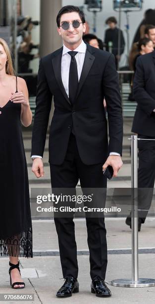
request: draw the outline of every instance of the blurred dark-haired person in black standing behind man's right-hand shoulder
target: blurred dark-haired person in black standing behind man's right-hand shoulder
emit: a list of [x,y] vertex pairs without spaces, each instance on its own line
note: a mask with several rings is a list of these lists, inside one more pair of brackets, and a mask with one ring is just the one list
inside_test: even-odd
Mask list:
[[[105,24],[109,26],[109,28],[105,31],[104,43],[106,45],[106,51],[111,51],[111,53],[115,57],[116,68],[118,68],[118,62],[120,60],[120,56],[124,52],[125,41],[123,32],[119,29],[117,25],[117,20],[115,17],[109,17],[106,19]],[[118,35],[120,31],[120,50],[118,50]]]

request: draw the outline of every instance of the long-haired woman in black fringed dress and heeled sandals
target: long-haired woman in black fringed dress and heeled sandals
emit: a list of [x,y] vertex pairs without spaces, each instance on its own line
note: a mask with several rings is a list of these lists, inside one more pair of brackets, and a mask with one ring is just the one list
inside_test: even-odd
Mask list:
[[0,38],[0,254],[9,256],[12,288],[24,288],[18,257],[32,257],[29,184],[21,122],[32,121],[26,82],[16,77]]

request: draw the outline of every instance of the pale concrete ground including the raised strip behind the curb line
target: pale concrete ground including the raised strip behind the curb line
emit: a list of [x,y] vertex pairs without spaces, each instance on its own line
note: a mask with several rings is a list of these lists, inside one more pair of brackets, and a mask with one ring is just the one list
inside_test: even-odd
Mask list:
[[[20,258],[21,273],[26,288],[15,291],[9,286],[8,258],[0,259],[0,294],[34,294],[35,301],[25,303],[109,303],[109,304],[153,304],[155,287],[122,288],[110,286],[113,279],[131,278],[131,230],[125,219],[105,219],[108,245],[108,265],[105,281],[112,292],[108,299],[97,298],[90,292],[90,264],[85,219],[75,219],[80,284],[79,294],[66,299],[55,297],[63,285],[58,242],[53,220],[34,220],[34,258]],[[155,278],[155,219],[148,218],[139,232],[139,277]],[[2,302],[5,303],[5,302]],[[9,303],[23,303],[10,301]]]

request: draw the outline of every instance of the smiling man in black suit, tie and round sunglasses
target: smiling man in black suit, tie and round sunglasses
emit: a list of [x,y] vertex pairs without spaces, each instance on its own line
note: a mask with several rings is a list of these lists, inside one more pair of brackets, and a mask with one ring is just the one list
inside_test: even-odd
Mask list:
[[[41,158],[53,96],[54,114],[49,138],[52,189],[70,188],[75,194],[79,179],[83,189],[103,189],[106,188],[103,170],[111,165],[113,176],[117,176],[122,165],[123,121],[114,57],[83,42],[85,16],[78,7],[62,7],[56,22],[63,47],[40,61],[32,137],[32,171],[37,177],[44,176]],[[108,113],[109,146],[103,97]],[[66,279],[56,294],[61,298],[79,291],[73,216],[62,218],[54,215],[62,273]],[[104,282],[107,264],[104,218],[86,217],[86,224],[91,291],[97,296],[107,297],[111,292]]]

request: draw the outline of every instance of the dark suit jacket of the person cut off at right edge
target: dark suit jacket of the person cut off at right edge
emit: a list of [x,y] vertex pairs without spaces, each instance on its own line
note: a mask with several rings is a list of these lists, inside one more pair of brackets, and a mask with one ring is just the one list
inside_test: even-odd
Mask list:
[[155,136],[155,51],[142,55],[136,62],[133,93],[138,105],[132,132]]

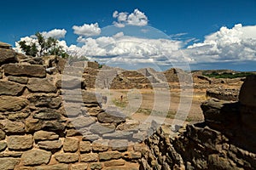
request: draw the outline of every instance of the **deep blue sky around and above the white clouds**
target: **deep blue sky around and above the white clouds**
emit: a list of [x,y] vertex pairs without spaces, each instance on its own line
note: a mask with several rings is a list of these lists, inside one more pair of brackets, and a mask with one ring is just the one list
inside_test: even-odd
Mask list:
[[[229,32],[237,24],[241,24],[239,31],[242,30],[244,32],[246,30],[247,35],[250,35],[248,30],[252,31],[255,27],[251,27],[251,29],[243,29],[243,27],[256,25],[255,0],[3,1],[0,6],[0,41],[8,42],[15,47],[15,41],[19,41],[20,37],[30,36],[37,31],[65,29],[67,33],[65,34],[65,38],[63,37],[62,39],[65,39],[67,46],[75,44],[81,47],[83,44],[81,45],[81,42],[78,42],[77,38],[81,35],[83,38],[89,38],[89,36],[74,34],[73,26],[97,23],[98,27],[102,30],[101,33],[106,33],[104,27],[111,26],[113,25],[113,21],[118,20],[118,18],[113,18],[114,11],[118,11],[119,13],[126,12],[129,15],[135,9],[138,9],[147,16],[146,26],[162,31],[163,35],[165,34],[167,37],[170,36],[172,40],[181,42],[183,45],[180,45],[178,48],[185,49],[181,53],[189,51],[188,55],[191,54],[193,56],[198,53],[198,51],[195,53],[197,48],[199,48],[200,52],[206,52],[208,49],[205,48],[209,45],[207,42],[195,46],[193,44],[206,41],[206,36],[220,31],[223,26],[226,26],[228,29],[228,31],[224,32]],[[134,28],[134,32],[137,31],[136,29],[142,29],[143,26],[137,26],[138,28]],[[129,30],[129,26],[125,27]],[[107,30],[114,30],[114,27]],[[124,32],[125,36],[131,36],[129,32],[125,31],[125,28],[122,28],[120,31]],[[100,34],[92,36],[92,38],[101,36],[106,35]],[[215,42],[219,42],[216,40],[217,37],[219,36],[210,37],[207,41],[211,42],[210,40],[213,39]],[[149,36],[148,38],[152,37]],[[162,37],[160,36],[160,38]],[[187,40],[189,42],[186,42]],[[242,40],[242,42],[244,41]],[[252,45],[254,41],[249,43]],[[193,50],[187,50],[186,48],[189,46],[193,46]],[[242,46],[241,50],[247,50],[244,47]],[[227,58],[223,54],[220,54],[221,61],[219,62],[212,60],[216,58],[216,55],[211,56],[211,59],[206,59],[203,62],[198,62],[201,58],[195,56],[195,60],[197,59],[197,61],[191,62],[190,67],[192,69],[234,68],[236,70],[255,70],[253,64],[255,64],[256,53],[252,54],[249,58],[241,59],[240,55],[231,53],[230,49],[228,50],[226,46],[221,48],[221,50],[227,50],[227,53],[234,56]],[[250,48],[250,50],[254,50],[254,48]],[[210,51],[212,53],[212,48]],[[240,51],[237,51],[237,53],[240,53]],[[206,52],[206,56],[201,57],[205,58],[207,56],[208,51]],[[224,60],[222,60],[223,58]],[[205,65],[207,65],[207,68],[205,68]]]

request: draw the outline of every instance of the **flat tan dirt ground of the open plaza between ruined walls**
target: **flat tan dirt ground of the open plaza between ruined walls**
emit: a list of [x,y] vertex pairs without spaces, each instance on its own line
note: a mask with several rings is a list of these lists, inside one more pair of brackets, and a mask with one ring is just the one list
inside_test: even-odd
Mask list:
[[202,122],[200,106],[207,99],[206,89],[125,89],[109,90],[103,95],[108,97],[107,105],[118,107],[132,120],[160,119],[166,124],[181,116],[185,123]]

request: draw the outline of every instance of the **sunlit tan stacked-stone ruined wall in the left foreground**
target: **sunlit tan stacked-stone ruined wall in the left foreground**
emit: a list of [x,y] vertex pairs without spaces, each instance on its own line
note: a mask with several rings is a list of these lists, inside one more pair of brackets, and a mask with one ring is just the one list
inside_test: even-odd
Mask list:
[[64,64],[0,49],[0,169],[138,169],[138,130]]

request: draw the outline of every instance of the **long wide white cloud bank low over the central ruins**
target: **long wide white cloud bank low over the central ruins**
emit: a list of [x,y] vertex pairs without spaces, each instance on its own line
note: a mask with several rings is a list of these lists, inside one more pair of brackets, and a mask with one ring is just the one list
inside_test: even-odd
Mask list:
[[125,36],[123,32],[112,37],[79,37],[78,41],[84,45],[80,48],[73,48],[73,53],[102,63],[108,62],[109,64],[118,61],[123,64],[166,65],[170,62],[187,61],[176,52],[183,45],[183,42],[179,41],[131,37]]

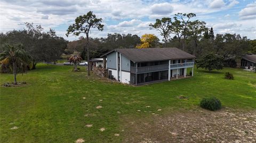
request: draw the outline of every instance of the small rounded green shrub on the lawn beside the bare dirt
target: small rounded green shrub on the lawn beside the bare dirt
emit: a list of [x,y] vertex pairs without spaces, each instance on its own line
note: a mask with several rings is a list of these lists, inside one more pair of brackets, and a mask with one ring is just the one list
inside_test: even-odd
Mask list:
[[216,111],[221,108],[221,102],[215,97],[203,98],[200,102],[200,106],[207,110]]

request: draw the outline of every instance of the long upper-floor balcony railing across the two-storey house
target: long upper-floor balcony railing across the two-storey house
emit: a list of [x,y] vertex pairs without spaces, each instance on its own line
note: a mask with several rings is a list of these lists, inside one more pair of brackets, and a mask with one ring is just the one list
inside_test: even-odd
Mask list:
[[[168,66],[169,64],[138,67],[137,74],[169,70]],[[190,68],[193,66],[194,66],[194,62],[178,63],[178,64],[171,64],[170,69],[173,70],[173,69],[181,69],[181,68]],[[131,66],[131,73],[136,73],[136,67]]]

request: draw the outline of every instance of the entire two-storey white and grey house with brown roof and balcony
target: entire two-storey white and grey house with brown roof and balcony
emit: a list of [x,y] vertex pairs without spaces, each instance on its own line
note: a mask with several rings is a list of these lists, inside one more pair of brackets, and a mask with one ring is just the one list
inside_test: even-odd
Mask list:
[[194,70],[195,59],[178,48],[121,48],[101,57],[107,57],[110,77],[132,85],[186,78],[187,68]]

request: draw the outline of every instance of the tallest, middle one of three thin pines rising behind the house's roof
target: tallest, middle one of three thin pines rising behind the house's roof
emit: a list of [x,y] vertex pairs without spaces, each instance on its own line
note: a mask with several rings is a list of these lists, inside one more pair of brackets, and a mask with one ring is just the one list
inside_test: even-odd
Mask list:
[[174,19],[175,20],[180,19],[181,23],[182,23],[182,36],[183,36],[182,50],[183,51],[185,49],[185,40],[187,38],[189,20],[191,18],[195,17],[195,16],[196,16],[196,14],[194,14],[194,13],[188,13],[188,14],[186,14],[186,13],[177,13],[177,14],[175,14]]

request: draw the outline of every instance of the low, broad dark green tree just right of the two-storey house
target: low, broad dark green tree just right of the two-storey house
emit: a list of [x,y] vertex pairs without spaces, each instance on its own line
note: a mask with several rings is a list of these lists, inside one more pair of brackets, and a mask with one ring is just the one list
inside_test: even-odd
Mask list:
[[210,72],[214,69],[221,70],[223,68],[223,57],[217,54],[209,53],[203,55],[196,62],[196,67],[209,70]]

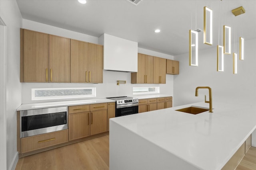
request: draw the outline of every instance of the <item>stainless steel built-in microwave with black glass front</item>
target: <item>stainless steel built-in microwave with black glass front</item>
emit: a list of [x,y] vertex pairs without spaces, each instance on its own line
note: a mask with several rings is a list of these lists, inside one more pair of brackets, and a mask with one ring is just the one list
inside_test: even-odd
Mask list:
[[68,107],[20,111],[20,138],[68,129]]

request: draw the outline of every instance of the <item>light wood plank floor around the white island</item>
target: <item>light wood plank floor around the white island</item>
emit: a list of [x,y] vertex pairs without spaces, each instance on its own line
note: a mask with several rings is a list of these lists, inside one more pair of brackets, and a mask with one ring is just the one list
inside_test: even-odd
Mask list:
[[[108,170],[109,135],[20,158],[15,170]],[[251,147],[236,170],[256,170]]]

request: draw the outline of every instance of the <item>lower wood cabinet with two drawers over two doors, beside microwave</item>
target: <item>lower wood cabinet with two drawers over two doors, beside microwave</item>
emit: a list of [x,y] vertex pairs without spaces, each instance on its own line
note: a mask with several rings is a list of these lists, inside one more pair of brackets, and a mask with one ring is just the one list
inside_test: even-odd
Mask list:
[[108,104],[70,106],[69,141],[108,131]]

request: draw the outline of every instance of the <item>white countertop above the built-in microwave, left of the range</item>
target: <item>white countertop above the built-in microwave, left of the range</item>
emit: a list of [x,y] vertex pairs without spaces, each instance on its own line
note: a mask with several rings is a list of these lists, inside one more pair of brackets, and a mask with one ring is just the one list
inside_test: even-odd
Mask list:
[[16,110],[31,110],[31,109],[42,109],[49,107],[62,107],[62,106],[76,106],[83,104],[97,104],[97,103],[108,103],[115,102],[111,99],[89,99],[89,100],[71,100],[71,101],[62,101],[62,102],[45,102],[45,103],[33,103],[33,104],[22,104]]

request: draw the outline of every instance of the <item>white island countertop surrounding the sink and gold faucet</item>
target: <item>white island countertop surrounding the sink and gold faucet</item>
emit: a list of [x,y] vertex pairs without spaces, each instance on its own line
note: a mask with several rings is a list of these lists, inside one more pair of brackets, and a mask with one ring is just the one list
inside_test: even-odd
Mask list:
[[175,111],[204,102],[110,119],[202,170],[220,170],[256,128],[254,104],[213,102],[213,113]]

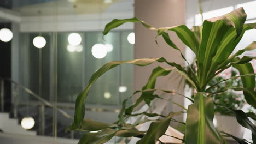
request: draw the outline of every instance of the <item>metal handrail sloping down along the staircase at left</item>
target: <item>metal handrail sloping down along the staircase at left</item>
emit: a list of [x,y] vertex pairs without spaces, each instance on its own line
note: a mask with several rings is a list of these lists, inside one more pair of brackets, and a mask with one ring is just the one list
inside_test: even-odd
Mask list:
[[[66,113],[65,111],[59,109],[56,105],[54,104],[51,104],[49,101],[41,98],[38,94],[36,94],[35,92],[31,91],[30,89],[20,85],[18,82],[14,81],[14,80],[11,80],[9,78],[2,78],[2,80],[6,80],[6,81],[9,81],[10,83],[13,83],[15,86],[18,86],[20,87],[21,89],[23,89],[25,92],[27,92],[28,94],[31,94],[34,98],[38,99],[39,101],[41,101],[44,105],[46,106],[49,106],[49,107],[52,107],[53,109],[56,109],[57,111],[59,111],[63,116],[67,117],[67,118],[72,118],[72,116],[68,115],[68,113]],[[1,82],[1,89],[3,90],[4,88],[2,88],[2,83]],[[2,92],[1,91],[1,103],[2,103],[2,99],[3,99],[3,95],[2,95]],[[1,104],[2,106],[2,104]]]

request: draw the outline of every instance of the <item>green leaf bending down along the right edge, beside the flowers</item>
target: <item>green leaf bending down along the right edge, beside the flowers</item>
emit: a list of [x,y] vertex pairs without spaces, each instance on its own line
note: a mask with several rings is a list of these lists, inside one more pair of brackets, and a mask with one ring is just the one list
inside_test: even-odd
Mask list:
[[[254,69],[251,63],[245,63],[245,64],[233,63],[232,66],[239,71],[240,75],[254,73]],[[254,91],[255,75],[243,76],[241,77],[241,79],[242,79],[243,87],[246,88],[245,90],[243,90],[243,94],[245,95],[245,99],[247,103],[256,108],[256,91]]]

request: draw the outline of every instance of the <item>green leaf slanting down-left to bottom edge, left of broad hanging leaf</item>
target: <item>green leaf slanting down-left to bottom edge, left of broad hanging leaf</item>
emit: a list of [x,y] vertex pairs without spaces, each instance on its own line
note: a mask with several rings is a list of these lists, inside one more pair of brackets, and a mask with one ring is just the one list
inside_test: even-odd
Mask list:
[[182,112],[170,113],[166,118],[160,121],[152,122],[146,135],[143,136],[142,139],[137,142],[137,144],[156,143],[156,141],[158,141],[158,139],[165,134],[165,131],[170,125],[171,118],[181,113]]

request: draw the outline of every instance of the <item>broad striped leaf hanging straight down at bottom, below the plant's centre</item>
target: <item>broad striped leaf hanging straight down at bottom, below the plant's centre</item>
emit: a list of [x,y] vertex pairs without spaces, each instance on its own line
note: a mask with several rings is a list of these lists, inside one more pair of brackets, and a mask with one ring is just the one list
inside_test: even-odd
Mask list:
[[195,103],[189,105],[186,120],[185,143],[223,143],[213,126],[213,100],[205,93],[195,93]]

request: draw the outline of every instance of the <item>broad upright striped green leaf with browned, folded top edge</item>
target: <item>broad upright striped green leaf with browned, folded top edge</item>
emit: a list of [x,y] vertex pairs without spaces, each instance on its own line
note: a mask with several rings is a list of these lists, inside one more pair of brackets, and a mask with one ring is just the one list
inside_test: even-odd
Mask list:
[[239,8],[203,22],[202,41],[197,55],[198,78],[202,89],[218,70],[218,66],[234,51],[245,31],[254,26],[244,26],[245,20],[246,13],[243,8]]

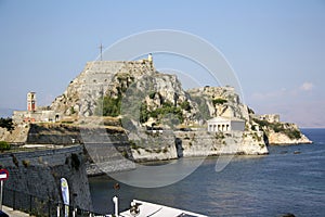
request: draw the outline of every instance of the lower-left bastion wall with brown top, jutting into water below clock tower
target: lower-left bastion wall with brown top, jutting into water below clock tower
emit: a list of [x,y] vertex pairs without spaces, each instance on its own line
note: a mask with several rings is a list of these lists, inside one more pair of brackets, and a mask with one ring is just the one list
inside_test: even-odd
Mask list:
[[[134,168],[128,136],[119,130],[68,125],[30,125],[28,144],[73,145],[83,143],[88,155],[88,175],[116,173]],[[98,165],[95,165],[98,164]]]

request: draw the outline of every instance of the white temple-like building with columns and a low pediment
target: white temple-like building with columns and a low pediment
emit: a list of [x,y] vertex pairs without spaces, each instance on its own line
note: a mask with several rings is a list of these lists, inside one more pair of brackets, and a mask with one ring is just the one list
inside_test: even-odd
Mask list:
[[207,120],[208,131],[218,132],[218,131],[232,131],[239,130],[244,131],[245,120],[238,118],[229,118],[229,117],[213,117],[212,119]]

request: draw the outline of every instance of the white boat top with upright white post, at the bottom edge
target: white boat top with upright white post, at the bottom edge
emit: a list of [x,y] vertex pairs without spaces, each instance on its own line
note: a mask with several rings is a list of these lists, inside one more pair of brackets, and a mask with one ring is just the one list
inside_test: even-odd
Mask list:
[[139,200],[131,202],[130,209],[118,214],[118,200],[114,197],[113,201],[115,203],[115,216],[118,217],[207,217],[206,215]]

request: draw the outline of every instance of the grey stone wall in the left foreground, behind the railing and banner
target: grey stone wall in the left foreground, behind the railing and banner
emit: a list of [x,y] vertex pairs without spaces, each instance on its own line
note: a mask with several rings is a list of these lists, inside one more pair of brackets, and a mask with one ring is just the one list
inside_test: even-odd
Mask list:
[[0,154],[10,173],[4,188],[62,203],[60,179],[66,178],[72,204],[92,210],[82,146]]

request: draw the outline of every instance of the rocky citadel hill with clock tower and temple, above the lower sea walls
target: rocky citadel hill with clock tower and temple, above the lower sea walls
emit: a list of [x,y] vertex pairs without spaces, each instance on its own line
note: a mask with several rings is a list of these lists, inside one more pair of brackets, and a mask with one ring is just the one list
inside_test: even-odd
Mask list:
[[[276,143],[272,140],[257,142],[262,135],[269,135],[272,138],[275,138],[274,133],[283,135],[281,130],[272,130],[274,124],[282,125],[283,129],[298,129],[295,125],[281,123],[278,115],[253,114],[252,110],[242,104],[232,87],[204,87],[183,90],[174,75],[156,72],[151,54],[147,59],[139,61],[89,62],[81,74],[70,81],[66,91],[57,97],[50,106],[38,107],[36,92],[28,92],[27,111],[15,111],[13,122],[17,126],[29,123],[74,123],[80,126],[80,119],[102,115],[96,114],[96,110],[100,107],[100,100],[105,97],[119,99],[120,101],[115,101],[116,103],[122,103],[121,99],[131,102],[139,101],[139,99],[128,94],[129,90],[147,94],[140,99],[143,101],[142,105],[145,105],[145,120],[139,119],[142,116],[131,118],[133,125],[139,128],[158,126],[169,129],[170,126],[164,125],[166,114],[157,114],[161,112],[164,106],[169,105],[169,113],[180,117],[174,129],[188,128],[200,132],[242,131],[253,135],[251,138],[256,140],[256,143],[259,143],[258,146],[262,146],[262,144],[265,146],[265,142]],[[123,107],[119,107],[119,110],[123,110]],[[133,111],[125,113],[128,112],[132,113]],[[114,116],[121,118],[127,115]],[[112,115],[108,114],[107,116]],[[270,125],[266,126],[266,123]],[[119,127],[128,128],[122,125]],[[306,141],[304,137],[288,137],[283,142],[303,143]],[[266,151],[257,151],[256,153],[262,154]]]

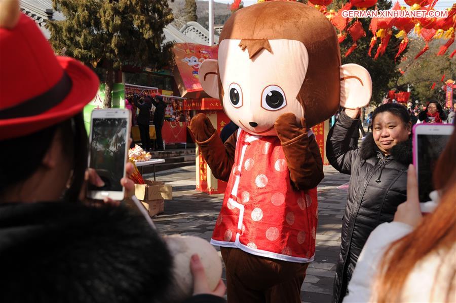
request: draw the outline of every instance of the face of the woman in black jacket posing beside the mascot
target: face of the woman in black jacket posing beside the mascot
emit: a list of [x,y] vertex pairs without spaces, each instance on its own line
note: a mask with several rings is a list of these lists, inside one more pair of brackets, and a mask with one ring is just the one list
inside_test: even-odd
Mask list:
[[411,124],[402,121],[398,116],[383,112],[375,116],[373,125],[373,139],[378,149],[389,155],[393,146],[408,139]]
====================
What is being asked
Identify the lines in the entries above that contain "citadel", then copy them out.

Your solution
request: draw the outline of every instance of the rocky citadel hill with clock tower and temple, above the lower sea walls
target: rocky citadel hill with clock tower and temple, above the lower sea walls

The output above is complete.